=== What is asked ===
a – According to the blog page on web series and art, who kept the merchandising rights to “Star Wars”?
b – Pick up the blog page on web series and art after its final sentence and keep writing.

=== Excerpted passage ===
Posts Tagged ‘Film’
What does a Web Series have to do with Selling Art & vice versa?
Before I begin let me say the main point of this post isn’t about sales. It’s about exposure, following, community and influence. The sales are just the likely eventual result. (Seriously, how many artists do you see on twitter & facebook almost exclusively posting links to their new work overtly with the intention of sales. Sure it works if someone is interested and disposed, but it isn’t the way to make a first impression to someone who isn’t aware of your stuff yet.)
Maybe you already produce a web series? Do you market merchandise related to your series?
Could marketing objects and merchandise related to your series or characters hurt? A web series or series of videos gives you a way to build your community, enhance brand identity of your characters, key props or locations so isn’t it an obvious way to extend your reach?
George Lucas kept merchandising rights to “Star Wars”. At the time, no one saw much value in merchandising rights. Those merchandising rights have been a money engine and showed everyone how much value there is in merchandise associated with a popular film or media series. If you’re not merchandising based on your series, you’re probably missing an opportunity.
Statistics show the dominant and increasing use of internet bandwidth is for web video. While you may struggle to get search engines to pay attention to your blog or web site about your Art, search engines love video and multimedia pages and depend on titles and keywords and links to qualify the relevance of that content.
If you’re making stuff can you think of a way to develop short or long stories around your stuff? A series of videos based on your work or a web series that includes your work can be a very effective way of getting attention for your web sites and your work.
You’re not a visual artist or a film or video producer? ..but you are a writer or performer? Merchandising or producing a series of videos around your work may not be as much of a no brainer, but if you give it some thought you can probably come up with some sort of variation on the idea.
Again, no one wants to watch a web series that isn’t anything more than an infomercial for your work, or buy “Art” that’s mass produced “artifacts” from your web series. No one is going to be interested in watching a web series when they’re being sold to at every opportunity. This isn’t about producing commercials. The point is to extend your story through multiple channels, to give your following another way to find you and build your relationship with them.
How have you developed multiple ways to provide your story to the community you’ve developed around your work? Add your stories below. …more ideas raise all boats. Talk soon.
The Climate of Creativity
One of my core personal beliefs is that the major cause for negative conditions in the world is based in failures of imagination, insufficient creativity and yielding to fear. Anything we can do to promote and facilitate more developed creative expression and innovation in all directions reveals new and greater potentials in every situation. It is only when fears and anticipating “lack” take over that human beings put all their significant energies into conserving what they have, and staying where they’re at instead of developing what can be created and developed.

=== Dataset entries ===
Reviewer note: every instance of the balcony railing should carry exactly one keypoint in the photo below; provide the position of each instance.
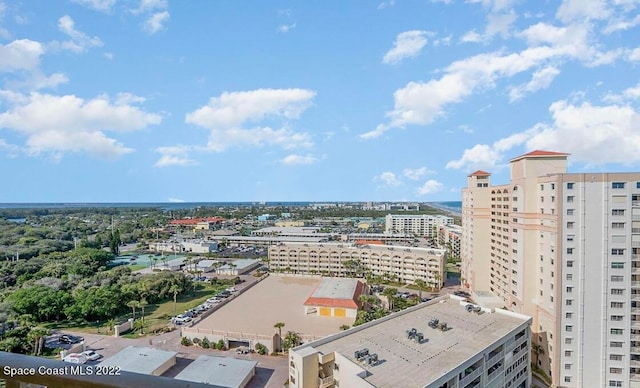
(326, 382)
(78, 377)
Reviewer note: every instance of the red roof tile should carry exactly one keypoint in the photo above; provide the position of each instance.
(369, 242)
(540, 153)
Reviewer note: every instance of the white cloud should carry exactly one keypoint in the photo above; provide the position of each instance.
(98, 5)
(429, 187)
(415, 174)
(591, 134)
(284, 28)
(571, 10)
(23, 54)
(295, 159)
(155, 22)
(80, 41)
(408, 44)
(387, 179)
(59, 124)
(225, 117)
(541, 79)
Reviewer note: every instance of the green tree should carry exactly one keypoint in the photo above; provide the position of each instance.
(279, 326)
(390, 293)
(175, 290)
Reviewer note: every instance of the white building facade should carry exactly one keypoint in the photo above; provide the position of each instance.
(406, 263)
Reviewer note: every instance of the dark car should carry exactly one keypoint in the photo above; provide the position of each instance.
(69, 339)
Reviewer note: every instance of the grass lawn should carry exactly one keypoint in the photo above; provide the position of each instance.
(157, 315)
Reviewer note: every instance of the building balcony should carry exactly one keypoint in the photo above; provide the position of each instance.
(326, 382)
(78, 376)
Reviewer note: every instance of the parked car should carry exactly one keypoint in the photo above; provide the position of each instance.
(69, 339)
(91, 355)
(75, 358)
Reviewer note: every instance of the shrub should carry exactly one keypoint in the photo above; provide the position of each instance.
(261, 349)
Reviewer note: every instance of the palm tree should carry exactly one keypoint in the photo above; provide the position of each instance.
(175, 290)
(422, 285)
(110, 324)
(138, 325)
(537, 350)
(37, 335)
(279, 326)
(133, 304)
(390, 293)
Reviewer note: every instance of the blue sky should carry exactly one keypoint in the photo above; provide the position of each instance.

=== Exercise answers ===
a – George Lucas

b –
The internet and the rise of social community sites and services is making individual access to a massive ability to promote our own work the norm. This may seem obvious, but I’m not sure it REALLY is obvious to many. Quite a few are simply going about business as usual without fully grasping just how to fully utilize these new tools. Many who are established in some creative field continue to do things the way they’ve always done. Reliance on gallery owners, show promoters, publicists/PR people, agents and managers as the primary mechanism for gaining and cultivating a following for your work is avoiding what the climate should be showing you.
Many have many reasons for avoiding these new tools, but often it just comes down to an unwillingness to step into something unknown. There’s a big problem with this and it’s called time.
Why is time the problem? What many just aren’t seeing is internet content, including social content and mainly video is heading straight for the one major appliance in everyone’s living room…the television. That puts ‘creatives’ and creative content dead smack in the middle of the living rooms of the world in a ‘one on one’ way. No agent, gallery owner or other middle man or gatekeeper is going to be between you and access to the world. Even the computer illiterate will be able to manage content coming through their TV.
The rapid acquisition curve of net enabled televisions is beginning to even dwarf the original acquisition curve of original televisions that took place in less than 10 years in the forties when television first began replacing radios in the home as the main broadcast receiver. The influx of color television was quicker than the original and my feeling is net enabled TV will dwarf that in how fast it becomes the norm.
What’s already clear is that the internet is a huge, vast “maw” with an appetite for information and content the world has never experienced before. As the mechanisms for delivering, discussing and providing feedback on that content continue to be refined, the audience and appetite for that content grows even faster.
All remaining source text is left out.